## VORLIEGENDER TEXT
Permanente Krise

Die Bevölkerung der Stadt Bombay wird auf 18 Millionen Einwohner geschätzt. 80 Prozent haben sich im Lauf der vergangenen sechzig Jahre nördlich des historischen Zentrums angesiedelt. Das heißt: 52 Prozent leben illegal in Hüttensiedlungen entlang von Kanälen, Rohrleitungen und Eisenbahntrassen; oder sie hausen auf dem Gelände, das als Anflugschneise für Flugzeuge freigehalten wurde. Der alte Stadtkern besteht aus sieben Inseln, die im 19. Jahrhundert durch Aufschüttung miteinander verbunden wurden. Die zwei Eisenbahnstränge der Western Railways und Central Railways transportieren täglich eine Arbeitsbevölkerung von 2,5 und 3,2 Millionen hin und her. Mit 2.100 Zügen pro Tag, oft im Neun-Sekunden-Takt. Es ist das größte Eisenbahn-Nahverkehrsnetz der Welt in Bezug auf Transportkapazität und Benutzungsdichte.

Dass eine Stadt überlebt, die mit einer Infrastruktur für 3.5 Millionen Bewohner für fünfmal so viele aufkommen muss, kann man als kleines Wunder ansehen. Und dass sie dazu noch die dynamische Wirtschaftsmetropole des Landes ist, in der über den Hüttensiedlungen Geldmacht und der Glitter der Filmstadt in den Himmel ragen, berechtigt sie für den Schriftsteller Suketu Mehta, den Titel einer „Maximum City“ zu tragen.

## ZU BEARBEITENDE AUFGABEN
- a) Beantworten Sie anhand des Textes über Bombay die folgenden Fragen:
(i) Auf wie viele Einwohner wird die Bevölkerung der Stadt geschätzt?
(ii) Aus wie vielen Inseln besteht der alte Stadtkern?
(iii) Wie viele Züge verkehren pro Tag?
- b) Zählen Sie alle Orte auf, an denen laut dem Text über Bombay Menschen illegal in Hüttensiedlungen leben.
- c) Prüfen Sie, ob die folgenden Aussagen mit dem Text über Bombay übereinstimmen:
(i) Die Inseln des alten Stadtkerns wurden im 20. Jahrhundert miteinander verbunden.
(ii) Die Züge fahren oft im Neun-Sekunden-Takt.
(iii) Die Infrastruktur der Stadt ist für 18 Millionen Bewohner ausgelegt.

## INHALT DES DATENSATZES

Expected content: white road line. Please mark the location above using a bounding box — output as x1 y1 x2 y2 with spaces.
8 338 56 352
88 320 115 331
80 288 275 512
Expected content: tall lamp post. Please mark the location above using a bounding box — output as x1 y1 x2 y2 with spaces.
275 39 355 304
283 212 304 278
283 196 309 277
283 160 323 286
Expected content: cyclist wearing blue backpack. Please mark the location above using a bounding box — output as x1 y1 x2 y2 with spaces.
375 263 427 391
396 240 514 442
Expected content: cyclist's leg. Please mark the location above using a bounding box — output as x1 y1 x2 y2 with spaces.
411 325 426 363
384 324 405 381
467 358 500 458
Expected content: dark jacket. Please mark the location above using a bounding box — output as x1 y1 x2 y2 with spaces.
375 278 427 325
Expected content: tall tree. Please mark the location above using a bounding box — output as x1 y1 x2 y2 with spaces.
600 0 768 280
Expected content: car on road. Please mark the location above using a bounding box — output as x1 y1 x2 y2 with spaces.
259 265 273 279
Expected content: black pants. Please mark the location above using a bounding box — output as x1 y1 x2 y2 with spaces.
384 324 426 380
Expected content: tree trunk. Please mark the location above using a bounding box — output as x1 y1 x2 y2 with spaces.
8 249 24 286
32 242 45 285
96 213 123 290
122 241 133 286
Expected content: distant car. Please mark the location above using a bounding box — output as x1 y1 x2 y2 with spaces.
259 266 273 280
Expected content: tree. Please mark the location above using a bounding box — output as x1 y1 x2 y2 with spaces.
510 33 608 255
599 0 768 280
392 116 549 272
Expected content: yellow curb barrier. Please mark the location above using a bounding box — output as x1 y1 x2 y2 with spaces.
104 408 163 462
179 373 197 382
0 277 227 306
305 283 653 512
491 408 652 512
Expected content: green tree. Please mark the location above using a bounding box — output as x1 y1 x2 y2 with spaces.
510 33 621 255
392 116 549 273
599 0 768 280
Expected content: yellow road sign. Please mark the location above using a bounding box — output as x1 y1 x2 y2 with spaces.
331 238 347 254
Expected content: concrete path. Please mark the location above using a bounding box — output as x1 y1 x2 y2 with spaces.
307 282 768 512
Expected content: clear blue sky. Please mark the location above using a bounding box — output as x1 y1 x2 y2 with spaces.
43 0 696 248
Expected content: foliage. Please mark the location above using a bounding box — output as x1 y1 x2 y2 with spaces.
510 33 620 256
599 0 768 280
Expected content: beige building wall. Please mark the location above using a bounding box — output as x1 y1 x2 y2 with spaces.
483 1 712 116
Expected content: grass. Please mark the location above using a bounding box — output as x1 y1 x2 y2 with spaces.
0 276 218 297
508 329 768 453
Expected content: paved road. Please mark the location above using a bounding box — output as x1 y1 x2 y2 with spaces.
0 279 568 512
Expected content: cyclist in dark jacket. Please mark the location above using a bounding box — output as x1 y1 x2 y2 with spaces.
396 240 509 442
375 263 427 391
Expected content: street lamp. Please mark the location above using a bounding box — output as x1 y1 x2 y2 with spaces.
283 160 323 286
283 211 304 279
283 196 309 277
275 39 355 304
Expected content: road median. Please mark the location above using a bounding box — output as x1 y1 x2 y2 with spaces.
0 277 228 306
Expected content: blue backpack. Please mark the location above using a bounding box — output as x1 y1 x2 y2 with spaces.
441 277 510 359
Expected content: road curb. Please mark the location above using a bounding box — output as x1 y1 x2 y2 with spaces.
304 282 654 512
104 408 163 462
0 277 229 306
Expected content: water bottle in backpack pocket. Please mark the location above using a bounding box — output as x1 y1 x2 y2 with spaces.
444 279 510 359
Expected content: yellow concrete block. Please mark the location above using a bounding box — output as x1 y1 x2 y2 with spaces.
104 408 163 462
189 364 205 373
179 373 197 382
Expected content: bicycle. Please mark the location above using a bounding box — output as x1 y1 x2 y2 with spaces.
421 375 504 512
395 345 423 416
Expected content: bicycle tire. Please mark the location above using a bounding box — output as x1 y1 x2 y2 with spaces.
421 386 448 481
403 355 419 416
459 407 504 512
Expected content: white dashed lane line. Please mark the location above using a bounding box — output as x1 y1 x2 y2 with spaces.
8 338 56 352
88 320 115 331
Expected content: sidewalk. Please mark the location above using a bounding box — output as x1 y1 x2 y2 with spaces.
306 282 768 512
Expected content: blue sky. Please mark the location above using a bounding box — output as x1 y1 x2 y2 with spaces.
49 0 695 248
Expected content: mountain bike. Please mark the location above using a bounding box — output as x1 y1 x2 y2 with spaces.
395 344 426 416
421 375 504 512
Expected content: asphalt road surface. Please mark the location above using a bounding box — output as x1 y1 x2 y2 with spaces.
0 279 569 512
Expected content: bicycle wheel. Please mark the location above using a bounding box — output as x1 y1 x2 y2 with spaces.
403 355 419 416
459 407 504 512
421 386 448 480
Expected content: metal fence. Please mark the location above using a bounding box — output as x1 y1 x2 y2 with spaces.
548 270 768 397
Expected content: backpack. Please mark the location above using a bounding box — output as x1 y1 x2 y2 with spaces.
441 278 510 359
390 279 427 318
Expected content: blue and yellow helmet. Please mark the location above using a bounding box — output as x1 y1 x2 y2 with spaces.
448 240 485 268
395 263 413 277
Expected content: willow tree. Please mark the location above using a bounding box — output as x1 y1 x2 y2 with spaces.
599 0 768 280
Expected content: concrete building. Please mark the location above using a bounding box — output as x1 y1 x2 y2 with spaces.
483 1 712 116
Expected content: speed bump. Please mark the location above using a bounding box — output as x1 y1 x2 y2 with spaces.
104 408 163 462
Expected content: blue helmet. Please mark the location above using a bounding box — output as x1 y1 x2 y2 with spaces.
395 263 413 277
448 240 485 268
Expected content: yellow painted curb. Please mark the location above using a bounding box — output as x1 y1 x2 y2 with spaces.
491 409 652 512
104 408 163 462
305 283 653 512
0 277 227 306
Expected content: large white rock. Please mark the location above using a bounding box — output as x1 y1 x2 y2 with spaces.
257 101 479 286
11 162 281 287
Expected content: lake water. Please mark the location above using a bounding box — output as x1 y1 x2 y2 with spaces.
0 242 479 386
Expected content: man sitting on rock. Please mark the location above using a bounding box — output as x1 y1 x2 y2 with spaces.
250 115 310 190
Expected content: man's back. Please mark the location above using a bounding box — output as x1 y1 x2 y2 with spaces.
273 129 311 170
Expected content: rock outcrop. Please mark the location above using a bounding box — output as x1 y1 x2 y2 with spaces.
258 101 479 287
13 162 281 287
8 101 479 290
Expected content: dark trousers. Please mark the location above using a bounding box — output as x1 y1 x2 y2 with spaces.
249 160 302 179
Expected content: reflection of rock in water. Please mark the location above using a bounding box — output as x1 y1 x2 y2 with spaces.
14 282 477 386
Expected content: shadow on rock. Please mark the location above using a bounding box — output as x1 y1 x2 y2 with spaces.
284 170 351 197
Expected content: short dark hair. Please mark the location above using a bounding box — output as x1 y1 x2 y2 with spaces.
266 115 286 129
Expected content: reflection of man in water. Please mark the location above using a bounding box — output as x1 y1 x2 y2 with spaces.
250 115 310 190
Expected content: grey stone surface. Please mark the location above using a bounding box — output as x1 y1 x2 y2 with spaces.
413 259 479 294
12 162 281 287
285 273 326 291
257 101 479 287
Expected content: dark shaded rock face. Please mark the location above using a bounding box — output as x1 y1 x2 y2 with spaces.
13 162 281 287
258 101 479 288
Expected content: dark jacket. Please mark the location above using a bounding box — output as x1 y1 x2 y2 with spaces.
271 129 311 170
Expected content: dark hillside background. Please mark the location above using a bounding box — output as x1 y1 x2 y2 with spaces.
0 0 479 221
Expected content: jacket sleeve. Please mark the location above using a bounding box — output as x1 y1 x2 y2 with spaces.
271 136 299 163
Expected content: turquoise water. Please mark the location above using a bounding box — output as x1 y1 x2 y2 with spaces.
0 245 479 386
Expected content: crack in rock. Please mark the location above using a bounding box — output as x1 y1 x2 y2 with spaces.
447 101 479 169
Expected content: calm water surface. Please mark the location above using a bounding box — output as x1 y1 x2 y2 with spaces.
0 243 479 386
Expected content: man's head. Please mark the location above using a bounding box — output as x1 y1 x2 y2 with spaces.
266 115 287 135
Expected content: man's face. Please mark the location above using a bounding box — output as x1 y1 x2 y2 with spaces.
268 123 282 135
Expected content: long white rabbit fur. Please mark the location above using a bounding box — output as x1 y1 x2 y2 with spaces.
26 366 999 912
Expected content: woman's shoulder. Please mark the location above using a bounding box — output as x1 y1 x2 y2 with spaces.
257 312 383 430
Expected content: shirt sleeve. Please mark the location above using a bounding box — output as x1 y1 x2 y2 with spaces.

## LÖSUNGEN DER AUFGABEN
- a)
(i) Auf 18 Millionen Einwohner.
(ii) Aus sieben Inseln.
(iii) 2.100 Züge.

- b)
- entlang von Kanälen
- entlang von Rohrleitungen
- entlang von Eisenbahntrassen
- auf dem Gelände, das als Anflugschneise für Flugzeuge freigehalten wurde

- c)
(i) Nein: „die im 19. Jahrhundert durch Aufschüttung miteinander verbunden wurden“
(ii) Ja: „oft im Neun-Sekunden-Takt“
(iii) Nein: „mit einer Infrastruktur für 3.5 Millionen Bewohner“